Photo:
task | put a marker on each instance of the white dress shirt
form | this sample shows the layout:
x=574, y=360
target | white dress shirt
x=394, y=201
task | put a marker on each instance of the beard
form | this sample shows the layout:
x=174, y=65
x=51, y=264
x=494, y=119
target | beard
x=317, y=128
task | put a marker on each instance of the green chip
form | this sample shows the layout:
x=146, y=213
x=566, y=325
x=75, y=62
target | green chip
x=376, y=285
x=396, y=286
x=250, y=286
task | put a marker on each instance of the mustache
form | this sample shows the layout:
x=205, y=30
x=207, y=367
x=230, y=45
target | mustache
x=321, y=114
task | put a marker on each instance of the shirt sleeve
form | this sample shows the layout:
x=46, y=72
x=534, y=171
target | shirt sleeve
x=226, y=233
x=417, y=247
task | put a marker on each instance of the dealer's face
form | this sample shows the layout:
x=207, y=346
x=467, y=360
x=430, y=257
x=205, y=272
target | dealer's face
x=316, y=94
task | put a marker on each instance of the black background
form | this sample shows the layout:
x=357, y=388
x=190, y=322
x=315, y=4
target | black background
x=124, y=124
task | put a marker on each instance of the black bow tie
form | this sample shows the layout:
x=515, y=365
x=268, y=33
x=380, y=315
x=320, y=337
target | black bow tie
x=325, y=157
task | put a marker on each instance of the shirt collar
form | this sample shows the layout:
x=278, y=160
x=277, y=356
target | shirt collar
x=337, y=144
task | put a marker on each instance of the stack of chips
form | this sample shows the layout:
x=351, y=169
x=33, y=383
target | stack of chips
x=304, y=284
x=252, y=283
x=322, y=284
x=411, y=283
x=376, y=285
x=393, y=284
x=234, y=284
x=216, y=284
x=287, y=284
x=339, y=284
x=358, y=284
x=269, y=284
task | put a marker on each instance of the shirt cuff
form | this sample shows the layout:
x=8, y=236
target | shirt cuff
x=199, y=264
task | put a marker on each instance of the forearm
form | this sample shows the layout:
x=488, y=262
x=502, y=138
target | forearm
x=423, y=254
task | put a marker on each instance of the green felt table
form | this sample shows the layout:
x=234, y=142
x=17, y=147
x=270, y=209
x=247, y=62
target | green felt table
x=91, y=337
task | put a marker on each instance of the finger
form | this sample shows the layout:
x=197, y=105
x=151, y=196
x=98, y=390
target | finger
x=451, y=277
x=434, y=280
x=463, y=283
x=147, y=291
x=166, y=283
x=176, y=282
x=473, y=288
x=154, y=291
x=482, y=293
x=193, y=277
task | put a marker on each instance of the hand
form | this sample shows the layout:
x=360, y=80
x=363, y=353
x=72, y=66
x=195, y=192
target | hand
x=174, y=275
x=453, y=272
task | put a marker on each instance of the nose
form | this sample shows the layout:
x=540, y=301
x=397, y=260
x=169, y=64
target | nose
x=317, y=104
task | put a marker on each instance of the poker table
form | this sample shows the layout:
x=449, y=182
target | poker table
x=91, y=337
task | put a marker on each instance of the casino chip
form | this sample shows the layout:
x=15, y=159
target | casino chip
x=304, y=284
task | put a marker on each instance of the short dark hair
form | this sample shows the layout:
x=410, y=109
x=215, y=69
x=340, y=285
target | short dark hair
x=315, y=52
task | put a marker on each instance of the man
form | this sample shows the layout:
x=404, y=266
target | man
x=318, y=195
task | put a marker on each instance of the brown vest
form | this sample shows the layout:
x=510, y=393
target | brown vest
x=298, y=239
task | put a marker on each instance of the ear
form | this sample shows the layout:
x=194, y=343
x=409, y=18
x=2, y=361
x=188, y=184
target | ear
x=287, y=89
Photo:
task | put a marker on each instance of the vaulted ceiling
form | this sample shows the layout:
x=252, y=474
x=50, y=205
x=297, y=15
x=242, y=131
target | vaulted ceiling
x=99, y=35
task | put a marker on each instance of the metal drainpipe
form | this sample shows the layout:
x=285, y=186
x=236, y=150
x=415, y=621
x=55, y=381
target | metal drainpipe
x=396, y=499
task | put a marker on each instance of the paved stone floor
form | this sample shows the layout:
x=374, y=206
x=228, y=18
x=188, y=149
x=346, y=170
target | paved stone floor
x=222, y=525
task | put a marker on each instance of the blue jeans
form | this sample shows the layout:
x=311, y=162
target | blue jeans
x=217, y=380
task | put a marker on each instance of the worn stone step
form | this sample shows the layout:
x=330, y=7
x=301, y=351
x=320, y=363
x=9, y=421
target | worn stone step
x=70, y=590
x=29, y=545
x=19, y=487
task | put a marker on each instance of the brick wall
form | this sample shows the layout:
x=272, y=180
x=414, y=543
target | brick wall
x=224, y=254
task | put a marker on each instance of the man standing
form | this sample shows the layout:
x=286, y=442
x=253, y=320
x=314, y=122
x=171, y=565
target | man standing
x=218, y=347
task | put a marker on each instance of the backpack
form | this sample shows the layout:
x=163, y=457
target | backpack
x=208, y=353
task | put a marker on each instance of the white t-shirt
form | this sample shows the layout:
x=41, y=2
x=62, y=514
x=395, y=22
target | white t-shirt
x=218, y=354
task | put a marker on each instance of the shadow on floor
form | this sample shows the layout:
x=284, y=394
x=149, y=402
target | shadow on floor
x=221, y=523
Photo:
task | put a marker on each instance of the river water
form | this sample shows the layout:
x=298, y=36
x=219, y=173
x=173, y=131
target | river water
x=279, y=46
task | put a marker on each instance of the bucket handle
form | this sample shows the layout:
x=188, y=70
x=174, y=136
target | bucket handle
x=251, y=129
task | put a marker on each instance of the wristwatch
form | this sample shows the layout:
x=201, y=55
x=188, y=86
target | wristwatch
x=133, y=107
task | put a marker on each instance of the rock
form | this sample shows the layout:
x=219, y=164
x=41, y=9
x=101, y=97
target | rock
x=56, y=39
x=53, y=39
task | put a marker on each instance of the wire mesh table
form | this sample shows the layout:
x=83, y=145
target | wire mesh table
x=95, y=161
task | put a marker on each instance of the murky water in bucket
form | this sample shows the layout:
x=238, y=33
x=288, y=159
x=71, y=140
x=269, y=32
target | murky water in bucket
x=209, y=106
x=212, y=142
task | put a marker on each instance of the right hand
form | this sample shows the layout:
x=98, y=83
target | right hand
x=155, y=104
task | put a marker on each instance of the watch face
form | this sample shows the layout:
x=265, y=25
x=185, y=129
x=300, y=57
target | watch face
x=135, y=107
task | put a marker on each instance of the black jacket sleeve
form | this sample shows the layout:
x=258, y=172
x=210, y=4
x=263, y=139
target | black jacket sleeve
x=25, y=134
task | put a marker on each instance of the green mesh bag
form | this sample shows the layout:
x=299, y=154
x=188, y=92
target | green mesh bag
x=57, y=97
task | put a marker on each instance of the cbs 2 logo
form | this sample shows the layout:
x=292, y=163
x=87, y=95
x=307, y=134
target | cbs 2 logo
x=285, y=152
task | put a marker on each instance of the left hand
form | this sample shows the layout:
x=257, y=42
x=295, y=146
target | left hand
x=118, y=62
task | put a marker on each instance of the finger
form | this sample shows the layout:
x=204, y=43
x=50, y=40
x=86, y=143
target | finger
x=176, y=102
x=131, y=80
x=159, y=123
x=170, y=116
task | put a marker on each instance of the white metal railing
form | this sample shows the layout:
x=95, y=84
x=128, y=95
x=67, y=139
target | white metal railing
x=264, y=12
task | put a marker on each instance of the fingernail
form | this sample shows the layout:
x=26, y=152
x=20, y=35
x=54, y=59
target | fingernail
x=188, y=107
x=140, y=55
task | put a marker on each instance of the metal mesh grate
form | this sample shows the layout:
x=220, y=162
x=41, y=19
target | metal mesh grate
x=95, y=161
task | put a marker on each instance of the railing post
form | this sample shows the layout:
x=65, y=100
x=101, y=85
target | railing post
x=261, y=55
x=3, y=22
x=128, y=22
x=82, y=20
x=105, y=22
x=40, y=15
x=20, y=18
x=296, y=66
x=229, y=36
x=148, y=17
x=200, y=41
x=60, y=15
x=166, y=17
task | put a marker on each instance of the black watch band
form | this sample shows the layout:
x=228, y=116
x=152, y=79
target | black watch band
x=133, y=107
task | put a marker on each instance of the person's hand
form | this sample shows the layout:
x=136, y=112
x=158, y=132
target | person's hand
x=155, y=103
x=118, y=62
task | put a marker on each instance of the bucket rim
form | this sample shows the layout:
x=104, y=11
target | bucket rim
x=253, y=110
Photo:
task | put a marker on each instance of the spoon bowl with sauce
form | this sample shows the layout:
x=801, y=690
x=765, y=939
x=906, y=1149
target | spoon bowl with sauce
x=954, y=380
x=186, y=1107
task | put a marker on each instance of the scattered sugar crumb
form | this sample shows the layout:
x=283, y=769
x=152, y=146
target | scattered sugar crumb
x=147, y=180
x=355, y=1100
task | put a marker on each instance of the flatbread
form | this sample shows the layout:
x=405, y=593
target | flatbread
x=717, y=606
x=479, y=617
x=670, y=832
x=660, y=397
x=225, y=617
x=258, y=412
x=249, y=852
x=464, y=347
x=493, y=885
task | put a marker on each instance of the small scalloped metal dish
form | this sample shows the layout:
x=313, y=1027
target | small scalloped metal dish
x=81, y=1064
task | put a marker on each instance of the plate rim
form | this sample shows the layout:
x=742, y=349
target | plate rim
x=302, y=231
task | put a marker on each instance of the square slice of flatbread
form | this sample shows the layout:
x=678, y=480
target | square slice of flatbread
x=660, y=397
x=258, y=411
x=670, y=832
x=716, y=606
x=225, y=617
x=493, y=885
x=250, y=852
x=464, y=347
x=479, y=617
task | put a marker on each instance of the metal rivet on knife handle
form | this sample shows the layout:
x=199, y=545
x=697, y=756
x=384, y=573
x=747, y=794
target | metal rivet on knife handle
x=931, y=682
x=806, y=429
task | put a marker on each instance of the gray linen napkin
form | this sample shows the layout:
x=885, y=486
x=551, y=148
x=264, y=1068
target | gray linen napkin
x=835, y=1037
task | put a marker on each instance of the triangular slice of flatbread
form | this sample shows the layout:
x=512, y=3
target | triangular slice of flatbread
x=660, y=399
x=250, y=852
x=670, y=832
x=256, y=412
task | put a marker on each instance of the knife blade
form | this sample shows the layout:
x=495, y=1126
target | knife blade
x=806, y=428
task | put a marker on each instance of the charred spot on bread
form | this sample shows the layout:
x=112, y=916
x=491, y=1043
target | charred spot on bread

● **Set exercise**: Reproduce the data word for word, from its first line through the line containing "x=394, y=201", including both of those lines.

● **Reply to the task**:
Photo:
task | put a marker on each instance of the white dress shirt
form | this sample shows the layout:
x=574, y=360
target | white dress shirt
x=394, y=201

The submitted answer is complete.